Begin Data in this exercise
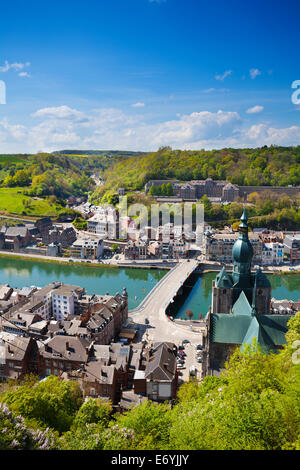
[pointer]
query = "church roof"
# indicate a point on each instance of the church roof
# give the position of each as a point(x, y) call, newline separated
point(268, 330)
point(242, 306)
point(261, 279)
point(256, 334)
End Data in this exercise
Begin Data in this exercise
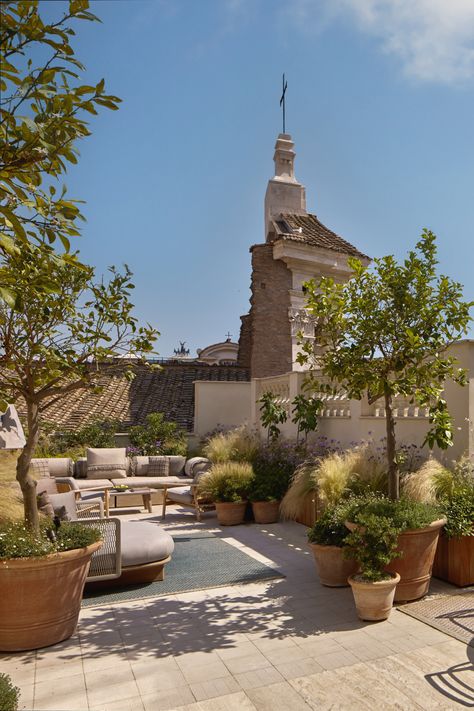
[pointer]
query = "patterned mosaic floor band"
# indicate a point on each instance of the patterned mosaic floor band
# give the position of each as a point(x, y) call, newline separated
End Data in this exercise
Begin Data in this exercise
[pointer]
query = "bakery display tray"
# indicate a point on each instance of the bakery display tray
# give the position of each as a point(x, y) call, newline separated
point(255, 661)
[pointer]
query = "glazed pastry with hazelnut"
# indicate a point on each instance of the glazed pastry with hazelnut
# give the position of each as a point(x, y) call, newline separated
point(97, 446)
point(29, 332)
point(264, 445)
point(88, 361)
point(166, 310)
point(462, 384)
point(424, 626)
End Data in this exercise
# [Given instruction]
Gather every line in the entries above that contains the string "pastry". Match case exactly.

# [Exercise solution]
query = "glazed pastry with hazelnut"
# indicate a point on each instance of the glazed pastry with hazelnut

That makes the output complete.